- Latihan A -
Tentukan apakah setiap pernyataan berikut sesuai dengan teks tentang konflik di bawah: (i) Jika tidak seorang pun menyadari adanya konflik, konflik itu dapat dianggap tidak ada. (ii) Konflik yang hanya dibayangkan sebagai persepsi selalu terbukti riil. (iii) Situasi yang bernuansa konflik selalu dianggap sebagai konflik oleh anggota kelompok. Jawab ya atau tidak untuk masing-masing, disertai kutipan kata-kata teks yang menentukan jawabannya.

Lebih jauh Robbins menulis bahwa sebuah konflik harus dianggap sebagai "ada" oleh fihak-fihak yang terlibat dalam konflik. Dengan demikian apakah konflik itu ada atau tidak ada, adalah masalah "persepsi" dan bila tidak ada seorangpun yang menyadari bahwa ada konflik, maka dapat dianggap bahwa konflik tersebut memang tidak ada.

Tentu saja ada konflik yang hanya dibayangkan ada sebagai sebuah persepsi ternyata tidak riil. Sebaliknya dapat terjadi bahwa ada situasi-situasi yang sebenarnya dapat dianggap sebagai "bernuansa konflik" ternyata tidak dianggap sebagai konflik karena nggota-anggota kelompok tidak menganggapnya sebagai konflik. Selanjutnya, setiap kita membahas konflik dalam organisasi kita, konflik selalu diasosiasikan dengan antara lain, "oposisi" (lawan), "kelangkaan", dan "blokade".

- Catatan yang Tersedia -
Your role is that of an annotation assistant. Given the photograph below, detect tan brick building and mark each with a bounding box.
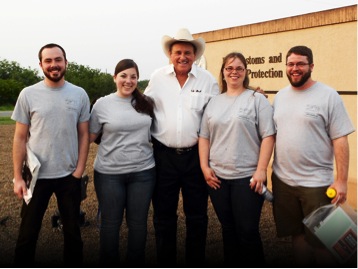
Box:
[193,5,357,209]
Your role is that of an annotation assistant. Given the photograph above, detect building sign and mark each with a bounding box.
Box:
[246,52,284,79]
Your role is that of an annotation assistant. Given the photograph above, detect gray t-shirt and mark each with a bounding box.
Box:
[273,82,354,187]
[11,81,90,179]
[90,93,155,174]
[199,89,275,179]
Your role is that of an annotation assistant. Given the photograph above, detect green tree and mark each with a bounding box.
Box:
[66,62,116,102]
[138,80,149,92]
[0,59,41,106]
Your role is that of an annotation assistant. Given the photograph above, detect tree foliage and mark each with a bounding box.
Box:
[0,60,148,106]
[0,60,41,106]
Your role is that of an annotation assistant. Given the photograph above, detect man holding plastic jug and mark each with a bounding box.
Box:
[272,46,355,267]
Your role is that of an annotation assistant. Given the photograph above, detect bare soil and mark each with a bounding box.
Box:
[0,125,295,267]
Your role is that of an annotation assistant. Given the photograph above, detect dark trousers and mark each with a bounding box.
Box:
[14,175,83,267]
[208,177,265,267]
[152,142,208,267]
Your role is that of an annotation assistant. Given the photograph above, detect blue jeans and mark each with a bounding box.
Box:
[208,177,264,267]
[94,168,155,266]
[14,175,83,267]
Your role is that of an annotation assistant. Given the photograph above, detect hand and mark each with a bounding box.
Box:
[14,178,27,199]
[256,87,268,98]
[203,167,221,190]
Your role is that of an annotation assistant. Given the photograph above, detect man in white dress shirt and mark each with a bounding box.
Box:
[144,29,219,267]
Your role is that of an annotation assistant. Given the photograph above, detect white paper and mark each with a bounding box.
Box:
[13,144,41,204]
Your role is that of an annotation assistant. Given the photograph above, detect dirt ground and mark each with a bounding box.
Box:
[0,125,296,267]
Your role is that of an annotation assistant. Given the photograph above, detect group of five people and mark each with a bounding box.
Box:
[12,29,355,267]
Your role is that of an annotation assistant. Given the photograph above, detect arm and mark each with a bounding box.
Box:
[330,136,349,203]
[90,133,98,143]
[72,121,89,178]
[199,137,220,190]
[12,122,29,199]
[250,135,275,193]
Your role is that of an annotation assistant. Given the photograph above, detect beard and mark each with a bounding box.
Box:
[43,67,66,82]
[286,70,312,88]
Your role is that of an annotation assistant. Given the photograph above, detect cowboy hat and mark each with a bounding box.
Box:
[162,28,205,61]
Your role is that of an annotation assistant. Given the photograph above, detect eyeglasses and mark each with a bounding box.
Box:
[224,66,245,73]
[286,62,309,68]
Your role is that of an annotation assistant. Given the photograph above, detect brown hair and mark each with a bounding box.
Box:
[114,59,154,118]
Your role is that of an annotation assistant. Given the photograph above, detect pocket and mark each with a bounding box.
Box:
[190,92,206,111]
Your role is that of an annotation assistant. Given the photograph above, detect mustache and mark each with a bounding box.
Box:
[48,66,61,71]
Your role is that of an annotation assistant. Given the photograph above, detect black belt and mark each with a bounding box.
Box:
[152,137,198,155]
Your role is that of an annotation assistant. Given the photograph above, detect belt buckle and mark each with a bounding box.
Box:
[175,148,185,155]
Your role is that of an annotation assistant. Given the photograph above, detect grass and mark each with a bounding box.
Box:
[0,117,15,125]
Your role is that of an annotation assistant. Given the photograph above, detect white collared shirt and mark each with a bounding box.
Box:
[144,64,219,148]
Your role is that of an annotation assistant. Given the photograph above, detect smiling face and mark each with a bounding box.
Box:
[40,47,67,85]
[114,67,138,97]
[286,53,313,88]
[170,43,195,75]
[223,57,247,88]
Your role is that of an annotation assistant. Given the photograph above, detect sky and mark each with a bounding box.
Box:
[0,0,357,80]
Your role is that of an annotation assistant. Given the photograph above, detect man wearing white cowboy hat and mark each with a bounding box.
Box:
[144,29,219,267]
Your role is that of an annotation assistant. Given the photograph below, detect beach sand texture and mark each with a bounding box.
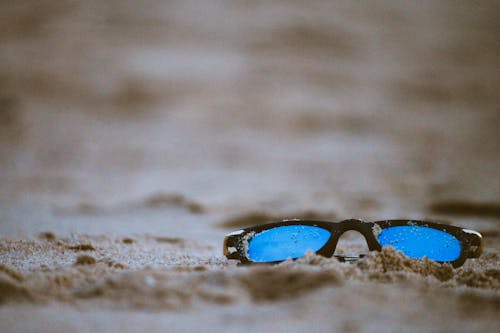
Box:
[0,0,500,333]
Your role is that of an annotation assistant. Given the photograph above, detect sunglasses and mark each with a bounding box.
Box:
[223,219,482,267]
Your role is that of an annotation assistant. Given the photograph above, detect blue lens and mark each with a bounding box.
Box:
[248,225,330,262]
[378,226,460,261]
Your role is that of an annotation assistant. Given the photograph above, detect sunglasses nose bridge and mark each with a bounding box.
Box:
[335,219,382,251]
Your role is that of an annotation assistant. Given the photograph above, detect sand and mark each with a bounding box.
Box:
[0,0,500,332]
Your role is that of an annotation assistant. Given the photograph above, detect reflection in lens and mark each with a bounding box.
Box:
[248,225,330,262]
[378,226,460,261]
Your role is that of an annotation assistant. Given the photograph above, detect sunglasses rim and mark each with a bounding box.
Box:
[223,219,482,268]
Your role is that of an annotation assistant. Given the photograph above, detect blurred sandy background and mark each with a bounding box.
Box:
[0,0,500,332]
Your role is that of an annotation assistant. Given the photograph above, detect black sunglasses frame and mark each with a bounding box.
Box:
[223,219,483,268]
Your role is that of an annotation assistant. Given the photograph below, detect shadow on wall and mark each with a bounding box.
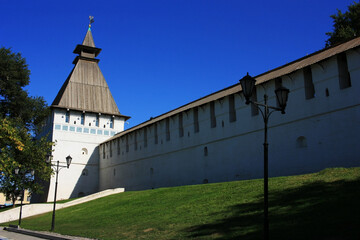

- Latihan B -
Tukar "pocket" dengan "breast pocket" pada bagian catatan yang diawali baris berisi "hair and mark each with a bounding box." dan diakhiri baris berisi "[48,66,61,71]". Tulis ulang hanya bagian itu dan biarkan semua yang lain tetap sama.

- Jawaban Latihan A -
(i) Ya: "bila tidak ada seorangpun yang menyadari bahwa ada konflik, maka dapat dianggap bahwa konflik tersebut memang tidak ada"
(ii) Tidak: "ada konflik yang hanya dibayangkan ada sebagai sebuah persepsi ternyata tidak riil"
(iii) Tidak: "ternyata tidak dianggap sebagai konflik"

- Jawaban Latihan B -
Your role is that of an annotation assistant. Given the photograph above, detect brown hair and mark each with a bounding box.
Box:
[114,59,154,118]
Your role is that of an annotation assistant. Given the photograph above, detect breast pocket and mark each with a bounding box.
Box:
[190,92,206,111]
Your role is that of an annotation assistant. Given the photograph above, detect mustache and mark each with a bounding box.
Box:
[48,66,61,71]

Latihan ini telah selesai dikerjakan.